[Natural language region descriptions]

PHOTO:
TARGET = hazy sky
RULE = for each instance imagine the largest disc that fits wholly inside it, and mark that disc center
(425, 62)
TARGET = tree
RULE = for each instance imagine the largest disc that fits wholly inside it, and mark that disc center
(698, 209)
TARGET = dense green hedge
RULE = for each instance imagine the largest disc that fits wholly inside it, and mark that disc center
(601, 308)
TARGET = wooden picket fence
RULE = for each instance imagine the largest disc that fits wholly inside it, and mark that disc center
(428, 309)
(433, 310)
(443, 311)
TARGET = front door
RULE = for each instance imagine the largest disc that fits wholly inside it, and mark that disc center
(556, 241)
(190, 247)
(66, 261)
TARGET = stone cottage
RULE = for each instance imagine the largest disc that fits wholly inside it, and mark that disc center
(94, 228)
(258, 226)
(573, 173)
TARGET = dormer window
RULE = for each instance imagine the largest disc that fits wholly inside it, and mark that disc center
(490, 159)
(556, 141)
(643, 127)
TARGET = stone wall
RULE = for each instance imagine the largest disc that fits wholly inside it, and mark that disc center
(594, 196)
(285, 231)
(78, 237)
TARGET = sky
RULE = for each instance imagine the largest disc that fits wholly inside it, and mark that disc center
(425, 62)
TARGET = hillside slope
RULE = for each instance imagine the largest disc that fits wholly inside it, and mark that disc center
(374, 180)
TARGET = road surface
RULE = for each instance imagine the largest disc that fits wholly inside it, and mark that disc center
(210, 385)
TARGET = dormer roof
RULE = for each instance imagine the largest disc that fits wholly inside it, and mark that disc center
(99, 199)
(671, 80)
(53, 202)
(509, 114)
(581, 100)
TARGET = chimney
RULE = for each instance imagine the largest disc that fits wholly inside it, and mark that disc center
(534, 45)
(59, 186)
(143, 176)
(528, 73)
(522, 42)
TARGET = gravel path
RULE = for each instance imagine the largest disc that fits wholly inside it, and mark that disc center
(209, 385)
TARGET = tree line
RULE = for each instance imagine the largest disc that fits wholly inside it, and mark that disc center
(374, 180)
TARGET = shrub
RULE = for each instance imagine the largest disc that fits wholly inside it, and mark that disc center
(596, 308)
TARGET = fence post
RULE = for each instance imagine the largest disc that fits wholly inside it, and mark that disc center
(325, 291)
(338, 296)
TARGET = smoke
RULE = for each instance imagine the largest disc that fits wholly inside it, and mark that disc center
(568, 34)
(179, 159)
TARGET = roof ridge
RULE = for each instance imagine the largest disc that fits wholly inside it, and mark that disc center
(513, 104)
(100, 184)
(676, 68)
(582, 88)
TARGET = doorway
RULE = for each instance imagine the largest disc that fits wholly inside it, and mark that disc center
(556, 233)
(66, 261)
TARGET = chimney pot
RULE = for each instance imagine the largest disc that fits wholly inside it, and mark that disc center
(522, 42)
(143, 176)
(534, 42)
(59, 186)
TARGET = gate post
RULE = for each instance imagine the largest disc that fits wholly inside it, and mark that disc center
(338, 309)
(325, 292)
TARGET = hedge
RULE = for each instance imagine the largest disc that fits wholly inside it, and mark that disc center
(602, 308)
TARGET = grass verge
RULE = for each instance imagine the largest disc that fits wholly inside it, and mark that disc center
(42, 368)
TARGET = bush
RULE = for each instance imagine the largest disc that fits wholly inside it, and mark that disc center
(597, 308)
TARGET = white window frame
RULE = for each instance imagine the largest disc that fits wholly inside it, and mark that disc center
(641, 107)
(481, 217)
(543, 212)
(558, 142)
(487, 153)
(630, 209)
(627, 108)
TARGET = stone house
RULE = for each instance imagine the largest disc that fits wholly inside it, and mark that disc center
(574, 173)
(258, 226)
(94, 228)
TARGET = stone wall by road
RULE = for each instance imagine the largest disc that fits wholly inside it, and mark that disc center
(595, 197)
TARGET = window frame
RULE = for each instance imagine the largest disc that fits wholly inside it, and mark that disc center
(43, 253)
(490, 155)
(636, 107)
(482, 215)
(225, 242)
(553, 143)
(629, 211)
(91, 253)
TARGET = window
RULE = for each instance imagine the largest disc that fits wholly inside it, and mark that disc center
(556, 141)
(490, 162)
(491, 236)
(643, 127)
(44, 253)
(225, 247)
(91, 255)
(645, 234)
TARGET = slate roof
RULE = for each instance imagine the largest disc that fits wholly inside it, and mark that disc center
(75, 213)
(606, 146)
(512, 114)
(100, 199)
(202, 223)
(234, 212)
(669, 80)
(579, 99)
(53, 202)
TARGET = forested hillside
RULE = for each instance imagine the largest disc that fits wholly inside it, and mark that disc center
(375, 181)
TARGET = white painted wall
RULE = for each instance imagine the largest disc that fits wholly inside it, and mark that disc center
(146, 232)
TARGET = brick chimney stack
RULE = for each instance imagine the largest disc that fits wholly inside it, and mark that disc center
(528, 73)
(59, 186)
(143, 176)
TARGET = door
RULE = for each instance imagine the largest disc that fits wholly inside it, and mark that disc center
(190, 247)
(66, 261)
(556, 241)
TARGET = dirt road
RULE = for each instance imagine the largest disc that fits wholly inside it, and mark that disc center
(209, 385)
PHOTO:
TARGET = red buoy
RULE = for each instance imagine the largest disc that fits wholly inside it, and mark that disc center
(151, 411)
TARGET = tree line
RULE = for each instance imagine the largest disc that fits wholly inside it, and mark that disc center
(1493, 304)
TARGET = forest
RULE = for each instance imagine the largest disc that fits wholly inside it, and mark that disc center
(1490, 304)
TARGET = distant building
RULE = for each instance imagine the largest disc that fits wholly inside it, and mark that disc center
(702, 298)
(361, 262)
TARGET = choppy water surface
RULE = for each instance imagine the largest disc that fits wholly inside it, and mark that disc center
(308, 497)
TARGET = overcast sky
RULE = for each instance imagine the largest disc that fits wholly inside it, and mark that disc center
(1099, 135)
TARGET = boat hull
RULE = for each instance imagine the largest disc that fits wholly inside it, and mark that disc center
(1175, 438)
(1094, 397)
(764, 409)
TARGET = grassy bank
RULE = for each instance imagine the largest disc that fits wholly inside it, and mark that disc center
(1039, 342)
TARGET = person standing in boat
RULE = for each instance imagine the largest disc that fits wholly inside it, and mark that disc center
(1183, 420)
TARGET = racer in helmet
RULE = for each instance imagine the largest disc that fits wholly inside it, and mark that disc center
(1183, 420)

• **PROMPT**: Type the data out again, exactly.

• **ANSWER TO THE PROBLEM**:
PHOTO:
TARGET = hazy sky
RULE = for each instance imagine the largest disc that fits wholly inside it, and mark that disc center
(425, 62)
TARGET = tree
RULE = for each instance imagine the largest disc that fits wholly inside it, and mark that disc center
(698, 209)
TARGET = dense green hedge
RULE = for each instance imagine the largest disc that fits wholly inside it, and mark that disc center
(601, 308)
TARGET = wooden picket fence
RULE = for each instance imagine the largest disc that fits wholly inside it, and mark that disc center
(428, 309)
(433, 310)
(443, 311)
TARGET = front door
RULE = for each instance imagine the largest disc that fits wholly inside it, and mark that disc center
(556, 241)
(190, 247)
(66, 261)
TARGET = stone cottage
RULE = for each instance imagine the largest disc that fits wholly inside it, and mark that disc center
(94, 228)
(258, 226)
(573, 173)
TARGET = dormer window
RULE = for each instance imagine the largest disc that fits wholly inside it, and mark that disc center
(490, 159)
(556, 141)
(643, 127)
TARGET = stone wall
RULE = for each instance imagine the largest disc that fits wholly inside it, and mark that disc center
(594, 196)
(285, 231)
(78, 237)
TARGET = sky
RULE = for each instance imagine the largest disc that fits wholly inside it, and mark that disc center
(425, 62)
TARGET = hillside slope
RULE = for each instance imagine the largest disc that fits wholly inside it, and mark that disc center
(374, 180)
TARGET = road surface
RULE = for each instance imagine the largest disc that fits wholly inside it, and mark that disc center
(210, 385)
TARGET = dormer roof
RULE = for each instance imagine the largest disc that fits wholly inside it, and mark that disc center
(99, 199)
(671, 80)
(53, 202)
(509, 114)
(581, 100)
TARGET = chimney
RULE = for each instance imagine the largest disc that fits wholly inside it, and mark that disc center
(534, 45)
(59, 186)
(143, 176)
(528, 73)
(522, 42)
TARGET = gravel path
RULE = for each instance imagine the largest disc that fits wholly inside it, and mark that disc center
(209, 385)
TARGET = tree line
RULE = for each instance imagine the largest disc that fits wholly inside it, and mark that disc center
(374, 180)
TARGET = shrub
RULE = for each instance imagine the largest disc that fits wholly inside it, and mark that disc center
(596, 308)
TARGET = fence post
RULE = for each instance imagine the largest disc that fits wholly inside it, and mark that disc center
(325, 291)
(338, 296)
TARGET = smoke
RULE = for each instance imagine the largest disc that fits wholly inside it, and mark that disc center
(568, 34)
(179, 159)
TARGET = roof ridge
RULE = for each instance imagine the largest disc that fits wholly inside it, and mark that disc center
(513, 104)
(100, 184)
(676, 68)
(582, 88)
TARGET = doorway
RULE = for each instance imagine the largest disc that fits wholly inside it, and mark that disc center
(556, 233)
(66, 261)
TARGET = chimney pot
RULE = for each instance imagine the largest disc that fits wholly inside it, and mark that disc center
(522, 42)
(143, 176)
(534, 42)
(59, 186)
TARGET = gate post
RULE = for each instance imagine the largest disc that fits wholly inside it, and mark that disc center
(338, 309)
(325, 292)
TARGET = hedge
RULE = for each instance imagine the largest disc that fits wholly inside it, and mark that disc center
(602, 308)
TARGET = grass verge
RULE = for each instance imagine the largest disc that fits wholly inside it, and mark that disc center
(42, 368)
TARGET = bush
RULE = for each instance imagine the largest disc that fits wholly inside it, and mark that disc center
(597, 308)
TARGET = white window frame
RULE = for each instance imagine the largest disc that fits wholly inside it, and mark that disc center
(641, 107)
(481, 217)
(543, 212)
(558, 142)
(487, 153)
(630, 209)
(627, 108)
TARGET = stone house
RULE = for each instance imagine the largest disc that fits wholly inside it, and mark that disc center
(574, 173)
(258, 226)
(94, 228)
TARGET = stone wall by road
RULE = for each instance imagine the largest disc that fits wholly inside it, and mark that disc center
(595, 197)
TARGET = window frame
RULE = for each instance imagine the largest disc that fits wholly inside it, and mark that disc center
(43, 253)
(490, 155)
(636, 107)
(482, 215)
(225, 242)
(553, 143)
(629, 211)
(91, 253)
TARGET = window
RULE = for each instance imagine the largest disc that fits wholly inside it, and mark that disc center
(556, 141)
(490, 162)
(491, 236)
(643, 127)
(44, 253)
(225, 247)
(91, 255)
(645, 234)
TARGET = slate roof
RULE = for each instance imagine the largest disc that fits wholly inside it, and mark that disc center
(75, 213)
(606, 146)
(512, 114)
(100, 199)
(202, 223)
(234, 212)
(669, 80)
(579, 99)
(53, 202)
TARGET = forested hillside
RULE = for each instance imagine the largest disc that fits wholly inside it, and mark that disc center
(375, 181)
TARGET = white painted wall
RULE = for each instance imagine the largest disc that fits wholly inside it, and mark that disc center
(146, 232)
TARGET = brick chimney stack
RULE = for each instance imagine the largest disc that fits wholly inside it, and mark that disc center
(528, 73)
(59, 186)
(143, 176)
TARGET = door
RULE = for each instance imagine the largest disc that fits wholly inside it, and mark that disc center
(190, 247)
(66, 261)
(556, 241)
TARGET = dirt road
RULE = for each instance imagine the largest disc that fits wholly inside it, and mark that disc center
(209, 385)
PHOTO:
TARGET = red buoy
RULE = for each instance imagine the largest disc that fits wholly inside it, and mark that disc center
(151, 411)
TARGET = tree line
RULE = for each instance imagine the largest disc that fits wholly inside it, and mark that disc center
(1493, 304)
TARGET = forest
RULE = for each instance imagine the largest disc that fits wholly inside it, and mark that disc center
(1490, 304)
TARGET = distant building
RULE = for each instance imagine the largest disc that fits wholly inside it, and mark that disc center
(702, 298)
(361, 262)
TARGET = choppy water surface
RULE = for each instance imagine the largest disc that fits wholly inside it, and mark that disc center
(308, 497)
TARGET = overcast sky
RULE = for each instance imagine the largest disc that fits wholly inside it, and mark that disc center
(1099, 135)
TARGET = boat hull
RULE = for each instance imagine the largest disc that fits wholly inside it, and mark that disc center
(1175, 438)
(1094, 397)
(764, 409)
TARGET = grassy bank
RULE = for each instance imagine the largest disc that fits wholly inside it, and mark that disc center
(1039, 342)
TARGET = person standing in boat
RULE = for each instance imagine the largest disc that fits wholly inside it, and mark that disc center
(1183, 420)
TARGET = racer in helmet
RULE = for each instance imagine the largest disc that fits wholly inside it, and mark that disc center
(1183, 420)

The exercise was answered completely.